The records that follow must be repeated exactly, minus the images.

==*==

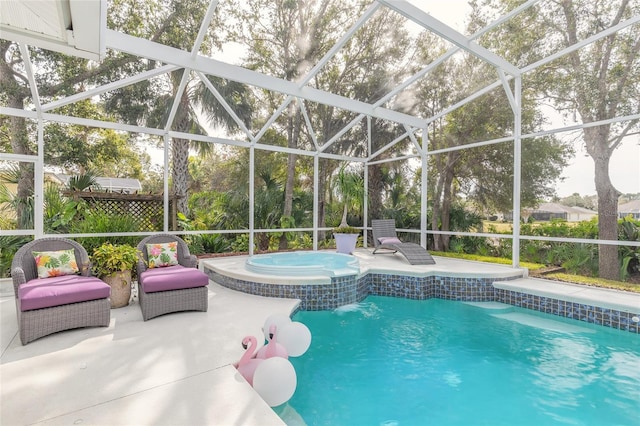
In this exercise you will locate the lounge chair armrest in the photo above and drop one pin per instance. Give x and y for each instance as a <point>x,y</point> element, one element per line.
<point>18,278</point>
<point>141,267</point>
<point>191,261</point>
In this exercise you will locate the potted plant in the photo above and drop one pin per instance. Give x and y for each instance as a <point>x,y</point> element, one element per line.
<point>113,264</point>
<point>346,238</point>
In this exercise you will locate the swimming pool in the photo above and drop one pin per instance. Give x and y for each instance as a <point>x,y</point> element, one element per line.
<point>392,361</point>
<point>303,263</point>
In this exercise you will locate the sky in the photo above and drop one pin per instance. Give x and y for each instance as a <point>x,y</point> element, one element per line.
<point>578,177</point>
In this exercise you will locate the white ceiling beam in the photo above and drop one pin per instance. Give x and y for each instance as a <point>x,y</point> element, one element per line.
<point>26,60</point>
<point>452,51</point>
<point>272,119</point>
<point>109,87</point>
<point>204,26</point>
<point>307,120</point>
<point>344,130</point>
<point>178,97</point>
<point>422,18</point>
<point>148,49</point>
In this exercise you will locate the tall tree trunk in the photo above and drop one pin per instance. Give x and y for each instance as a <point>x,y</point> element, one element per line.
<point>608,262</point>
<point>293,130</point>
<point>20,145</point>
<point>322,196</point>
<point>180,173</point>
<point>375,193</point>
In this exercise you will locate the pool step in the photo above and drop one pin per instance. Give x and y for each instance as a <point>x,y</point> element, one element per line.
<point>595,296</point>
<point>492,306</point>
<point>539,322</point>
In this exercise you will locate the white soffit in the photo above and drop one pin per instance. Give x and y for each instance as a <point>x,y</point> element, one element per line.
<point>72,27</point>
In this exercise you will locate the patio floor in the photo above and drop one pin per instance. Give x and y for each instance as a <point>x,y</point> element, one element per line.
<point>173,369</point>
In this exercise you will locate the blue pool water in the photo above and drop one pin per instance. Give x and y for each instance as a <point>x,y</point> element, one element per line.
<point>303,263</point>
<point>391,361</point>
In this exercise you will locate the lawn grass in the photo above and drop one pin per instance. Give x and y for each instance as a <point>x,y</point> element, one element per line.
<point>558,276</point>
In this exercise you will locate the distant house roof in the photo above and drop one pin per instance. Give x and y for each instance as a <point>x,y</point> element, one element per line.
<point>559,208</point>
<point>111,184</point>
<point>630,207</point>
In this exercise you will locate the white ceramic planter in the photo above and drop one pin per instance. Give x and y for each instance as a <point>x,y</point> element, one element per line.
<point>346,243</point>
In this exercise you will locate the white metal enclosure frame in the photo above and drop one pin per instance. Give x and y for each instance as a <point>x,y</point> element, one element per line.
<point>200,66</point>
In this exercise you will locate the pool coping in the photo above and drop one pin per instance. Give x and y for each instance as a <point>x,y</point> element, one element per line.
<point>449,279</point>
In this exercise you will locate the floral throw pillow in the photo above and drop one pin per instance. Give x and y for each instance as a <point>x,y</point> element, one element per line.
<point>55,263</point>
<point>162,254</point>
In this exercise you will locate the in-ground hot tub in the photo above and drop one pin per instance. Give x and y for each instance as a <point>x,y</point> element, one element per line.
<point>303,263</point>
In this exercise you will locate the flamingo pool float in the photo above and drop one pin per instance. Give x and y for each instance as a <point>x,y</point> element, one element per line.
<point>248,364</point>
<point>273,348</point>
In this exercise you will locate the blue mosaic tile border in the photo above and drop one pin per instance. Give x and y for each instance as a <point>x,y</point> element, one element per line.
<point>578,311</point>
<point>352,289</point>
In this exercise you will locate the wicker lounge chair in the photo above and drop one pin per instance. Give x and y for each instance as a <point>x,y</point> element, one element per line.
<point>163,290</point>
<point>48,305</point>
<point>386,240</point>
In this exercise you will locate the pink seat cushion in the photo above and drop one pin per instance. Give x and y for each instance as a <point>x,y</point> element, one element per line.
<point>172,278</point>
<point>55,291</point>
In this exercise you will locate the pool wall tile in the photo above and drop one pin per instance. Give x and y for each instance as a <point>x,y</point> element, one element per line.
<point>349,289</point>
<point>578,311</point>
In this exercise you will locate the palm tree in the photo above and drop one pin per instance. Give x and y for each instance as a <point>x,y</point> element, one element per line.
<point>197,102</point>
<point>350,187</point>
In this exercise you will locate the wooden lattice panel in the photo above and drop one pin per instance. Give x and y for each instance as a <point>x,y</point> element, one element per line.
<point>147,209</point>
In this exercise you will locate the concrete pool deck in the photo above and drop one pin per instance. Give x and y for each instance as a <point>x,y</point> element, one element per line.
<point>174,369</point>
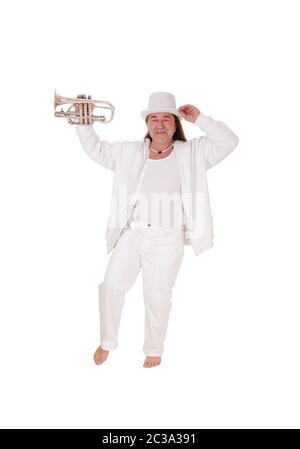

==*==

Response to this exercise —
In this exercise you will locate the lounge chair armrest in the photo above and drop one pin per instance. Give x and y for each instance as a <point>x,y</point> element, one element per line.
<point>18,278</point>
<point>141,267</point>
<point>191,261</point>
In this exercise you will locate the potted plant in the photo above and drop one pin per instance. Give x and y for each instance as a <point>x,y</point> element, one element per line.
<point>113,264</point>
<point>346,238</point>
In this exercise you will locate the swimming pool in the photo above and drop one pin per instance. Give x and y for each instance as a <point>x,y</point> element, one element per line.
<point>392,361</point>
<point>303,263</point>
In this exercise you will locate the sky in the photo above and drop one pin per instance. Give x and y for each instance as a <point>x,y</point> element, one element per line.
<point>578,177</point>
In this exercise you will locate the white ceiling beam in the photo above and drop one pin per instance. Give x and y for each instance as a <point>x,y</point> element, one element per line.
<point>26,60</point>
<point>452,51</point>
<point>272,119</point>
<point>109,87</point>
<point>204,26</point>
<point>307,120</point>
<point>344,130</point>
<point>178,97</point>
<point>422,18</point>
<point>148,49</point>
In this exercise you will locate the tall tree trunk in the photo above and drop one pin per instance. Give x and y for each instance as a <point>x,y</point> element, one element per line.
<point>608,262</point>
<point>293,130</point>
<point>20,145</point>
<point>322,196</point>
<point>180,173</point>
<point>375,193</point>
In this exercise you will locate the pool step in the photo above and drop one pin per instance. Give x and y for each instance as a <point>x,y</point> element, one element per line.
<point>595,296</point>
<point>492,306</point>
<point>539,322</point>
In this exercise you will locate the white soffit in the photo above and drop one pin per instance. Give x and y for each instance as a <point>x,y</point> element, one element per line.
<point>72,27</point>
In this exercise you will locate the patio floor in the photo above and drop one pin per instance. Give x and y for each instance as a <point>x,y</point> element, one element per line.
<point>173,369</point>
In this exercise you will locate the blue pool water in the photo above and drop one pin per instance. Give x and y for each instance as a <point>x,y</point> element, one element per line.
<point>303,263</point>
<point>391,361</point>
In this exercise you will locate the lawn grass in the photo above and drop one pin per instance. Give x and y for each instance as a <point>x,y</point> element, one element per line.
<point>558,276</point>
In this exercise you will locate the distant house roof in the photo above and drop one pin per instance. Give x and y for each instance as a <point>x,y</point> element, one element per line.
<point>559,208</point>
<point>111,184</point>
<point>630,207</point>
In this exercise you will locate the white ceramic planter in the photo above and drop one pin per instance. Give x and y for each instance as a <point>x,y</point> element, one element per line.
<point>346,243</point>
In this exercise you will locate the white metal enclosure frame in the photo above and drop one pin per instance. Give x and y for each instance as a <point>x,y</point> element, one element per line.
<point>200,66</point>
In this exercise you will locate the pool coping in the photo above and drop one pin per instance. Give x and y for each instance as a <point>x,y</point> element, one element per line.
<point>449,279</point>
In this exercise you will locate the floral throw pillow in the photo above and drop one pin per instance. Give x and y for each instance as a <point>x,y</point> element, one element per line.
<point>55,263</point>
<point>162,254</point>
In this exercise you will locate the in-ground hot tub in the photo above and drop one pin per instance. Give x and y for each instance as a <point>x,y</point> element, one element per line.
<point>303,263</point>
In this exercise you will locate the flamingo pool float in the photo above and drop one pin per instance. Give x and y for each instance as a <point>x,y</point> element, one element per line.
<point>248,364</point>
<point>273,348</point>
In this exercise you will locate the blue mosaic tile border in the photo above and drop one pin per instance. Give x and y for each instance as a <point>x,y</point> element, one element per line.
<point>578,311</point>
<point>352,289</point>
In this exercise you will locate the wicker lounge chair in the photo above and drop one pin per instance. Give x and y for each instance as a <point>x,y</point> element, one element per line.
<point>163,290</point>
<point>48,305</point>
<point>386,240</point>
In this exercise you will locate the pink seat cushion in the photo above and drop one pin per instance. Give x and y for each instance as a <point>x,y</point> element, one element per line.
<point>172,278</point>
<point>55,291</point>
In this exercise you will locate the pool wall tile in the photo above and drop one pin per instance. Give x and y for each instance as a <point>x,y</point> element, one element per line.
<point>349,289</point>
<point>578,311</point>
In this exercise you will locate the palm tree in the photo above and drop one pin per instance. Give x and y for each instance as a <point>x,y</point> element, one element per line.
<point>197,102</point>
<point>350,187</point>
In this exercise you will locate the wooden lattice panel in the photo above and drop one pin per instance. Give x and y for each instance as a <point>x,y</point> element, one element per line.
<point>147,209</point>
In this exercise you will locate the concrete pool deck in the photo above and drop one pin per instance. Give x and y for each instance as a <point>x,y</point> element, one element per line.
<point>174,369</point>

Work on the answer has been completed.